Motivation for Request

Functionality of the Github App has been diverging for OSS and Enterprise workflows and we wanted to enable OSS Contributors to add the features for ariane.

README

# Ariane

GitHub App for triggering workflows based on trigger phrases found in PR comments, and marking desired workflows successful in merge groups, to be used for Cilium CI.

## How does it work

### Issue Comments

A GitHub App watches comments on pull requests for specific trigger phrases, and manually runs workflows using `workflow_dispatch` events. If configured only allowed team members can trigger the tests. If there are no new changes, no new commit, no force push, issue comment trigger phrases only re-run failed tests.
The triggers themselves, which workflow to run and allowed teams are configured in the repository via `.github/ariane-config.yaml` (basic example available [here](./example/ariane-config.yaml)).

### Merge Group

A GitHub App watches `merge_group` events. When a PR is added to the merge queue the app gets all the required checks for the target branch, and marks the status of the required check as completed with success if its check source is configured as `any source`.

Github workflow builds a docker image and pushes it to Google Artifact Registry (repo-path) is listed in the table above.

**ITEMS:**

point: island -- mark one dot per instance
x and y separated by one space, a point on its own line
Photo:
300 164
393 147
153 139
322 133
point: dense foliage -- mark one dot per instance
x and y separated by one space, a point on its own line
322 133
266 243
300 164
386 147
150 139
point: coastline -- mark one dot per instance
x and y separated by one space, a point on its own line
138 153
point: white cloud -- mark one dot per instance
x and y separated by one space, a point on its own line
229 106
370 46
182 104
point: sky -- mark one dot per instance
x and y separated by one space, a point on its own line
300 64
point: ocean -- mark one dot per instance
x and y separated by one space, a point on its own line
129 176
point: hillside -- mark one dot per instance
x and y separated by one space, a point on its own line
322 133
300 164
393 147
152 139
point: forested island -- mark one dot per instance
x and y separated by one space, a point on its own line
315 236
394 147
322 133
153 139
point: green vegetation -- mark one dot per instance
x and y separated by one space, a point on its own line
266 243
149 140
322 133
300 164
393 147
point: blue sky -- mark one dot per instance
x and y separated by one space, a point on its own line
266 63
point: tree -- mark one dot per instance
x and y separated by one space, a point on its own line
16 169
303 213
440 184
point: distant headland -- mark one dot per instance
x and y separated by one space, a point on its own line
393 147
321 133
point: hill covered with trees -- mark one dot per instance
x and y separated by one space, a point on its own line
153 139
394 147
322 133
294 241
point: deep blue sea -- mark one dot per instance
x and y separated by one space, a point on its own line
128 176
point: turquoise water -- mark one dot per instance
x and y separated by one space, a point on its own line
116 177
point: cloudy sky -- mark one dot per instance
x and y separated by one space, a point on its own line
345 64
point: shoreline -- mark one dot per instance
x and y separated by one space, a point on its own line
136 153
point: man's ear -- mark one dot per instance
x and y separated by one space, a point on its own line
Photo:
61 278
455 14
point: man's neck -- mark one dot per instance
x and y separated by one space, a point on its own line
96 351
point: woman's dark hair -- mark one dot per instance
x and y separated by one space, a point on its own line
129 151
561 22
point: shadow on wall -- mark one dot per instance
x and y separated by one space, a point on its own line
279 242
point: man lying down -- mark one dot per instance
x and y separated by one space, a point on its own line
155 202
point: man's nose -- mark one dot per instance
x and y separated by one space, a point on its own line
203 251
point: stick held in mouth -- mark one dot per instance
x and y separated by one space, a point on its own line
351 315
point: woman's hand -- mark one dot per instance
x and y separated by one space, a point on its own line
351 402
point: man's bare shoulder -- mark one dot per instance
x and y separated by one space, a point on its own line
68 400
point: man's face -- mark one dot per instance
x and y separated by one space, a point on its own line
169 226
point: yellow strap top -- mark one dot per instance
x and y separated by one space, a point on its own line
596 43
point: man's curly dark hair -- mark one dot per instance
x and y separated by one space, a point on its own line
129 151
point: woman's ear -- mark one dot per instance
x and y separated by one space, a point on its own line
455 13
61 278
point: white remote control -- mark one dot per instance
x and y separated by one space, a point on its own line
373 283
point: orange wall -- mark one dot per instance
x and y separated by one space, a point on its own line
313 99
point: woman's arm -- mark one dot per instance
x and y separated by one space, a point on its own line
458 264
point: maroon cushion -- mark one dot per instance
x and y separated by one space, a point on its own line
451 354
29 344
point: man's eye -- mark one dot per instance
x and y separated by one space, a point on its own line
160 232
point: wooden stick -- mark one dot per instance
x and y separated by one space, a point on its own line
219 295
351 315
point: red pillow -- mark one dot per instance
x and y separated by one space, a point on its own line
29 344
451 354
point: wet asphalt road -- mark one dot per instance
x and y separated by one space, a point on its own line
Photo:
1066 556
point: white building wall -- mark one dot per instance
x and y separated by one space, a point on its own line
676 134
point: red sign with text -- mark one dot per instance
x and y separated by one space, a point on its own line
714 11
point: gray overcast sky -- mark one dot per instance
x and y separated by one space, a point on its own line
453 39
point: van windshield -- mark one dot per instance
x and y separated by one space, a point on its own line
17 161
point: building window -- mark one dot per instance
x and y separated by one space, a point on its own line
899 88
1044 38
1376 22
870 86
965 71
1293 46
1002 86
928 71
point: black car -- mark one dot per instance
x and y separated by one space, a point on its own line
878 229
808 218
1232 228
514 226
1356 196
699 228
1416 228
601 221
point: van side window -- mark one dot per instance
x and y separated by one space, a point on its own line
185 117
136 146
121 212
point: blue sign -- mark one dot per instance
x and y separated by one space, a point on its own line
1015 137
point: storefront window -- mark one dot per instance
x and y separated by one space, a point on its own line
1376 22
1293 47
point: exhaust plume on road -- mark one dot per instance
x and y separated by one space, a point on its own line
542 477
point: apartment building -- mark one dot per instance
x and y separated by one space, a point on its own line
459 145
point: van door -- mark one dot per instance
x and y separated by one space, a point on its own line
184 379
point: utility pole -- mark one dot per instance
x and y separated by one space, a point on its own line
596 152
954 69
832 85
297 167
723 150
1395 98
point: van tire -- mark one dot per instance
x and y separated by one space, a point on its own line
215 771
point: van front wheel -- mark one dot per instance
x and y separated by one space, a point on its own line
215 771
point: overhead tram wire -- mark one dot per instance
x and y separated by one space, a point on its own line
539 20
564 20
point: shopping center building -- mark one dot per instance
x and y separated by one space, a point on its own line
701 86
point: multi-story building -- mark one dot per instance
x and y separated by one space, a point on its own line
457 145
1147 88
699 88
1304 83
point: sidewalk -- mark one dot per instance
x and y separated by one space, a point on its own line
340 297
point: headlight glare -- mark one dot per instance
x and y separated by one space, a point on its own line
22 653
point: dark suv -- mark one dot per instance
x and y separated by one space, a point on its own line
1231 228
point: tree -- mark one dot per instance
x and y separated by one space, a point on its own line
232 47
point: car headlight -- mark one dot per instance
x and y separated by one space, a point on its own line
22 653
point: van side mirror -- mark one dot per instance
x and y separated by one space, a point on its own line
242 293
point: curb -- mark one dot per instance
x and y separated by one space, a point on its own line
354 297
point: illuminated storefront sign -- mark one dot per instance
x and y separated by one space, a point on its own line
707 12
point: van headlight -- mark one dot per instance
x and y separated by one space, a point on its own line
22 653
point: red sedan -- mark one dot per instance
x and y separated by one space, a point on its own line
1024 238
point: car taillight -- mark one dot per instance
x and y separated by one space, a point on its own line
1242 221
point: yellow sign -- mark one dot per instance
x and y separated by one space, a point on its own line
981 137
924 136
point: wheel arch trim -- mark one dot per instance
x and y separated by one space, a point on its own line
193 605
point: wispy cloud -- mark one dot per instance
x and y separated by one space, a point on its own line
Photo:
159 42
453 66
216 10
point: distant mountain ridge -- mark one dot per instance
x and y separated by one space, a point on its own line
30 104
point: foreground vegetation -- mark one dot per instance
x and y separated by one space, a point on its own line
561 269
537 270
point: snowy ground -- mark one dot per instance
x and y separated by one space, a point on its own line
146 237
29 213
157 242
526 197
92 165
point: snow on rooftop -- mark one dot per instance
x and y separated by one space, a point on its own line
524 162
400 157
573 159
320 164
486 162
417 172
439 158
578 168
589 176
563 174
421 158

**WHAT THE EXERCISE ASKS:** Reproduce the part of the Ariane README from "GitHub App for" up to and including "for Cilium CI.".

**PROBLEM SOLUTION:**
GitHub App for triggering workflows based on trigger phrases found in PR comments, and marking desired workflows successful in merge groups, to be used for Cilium CI.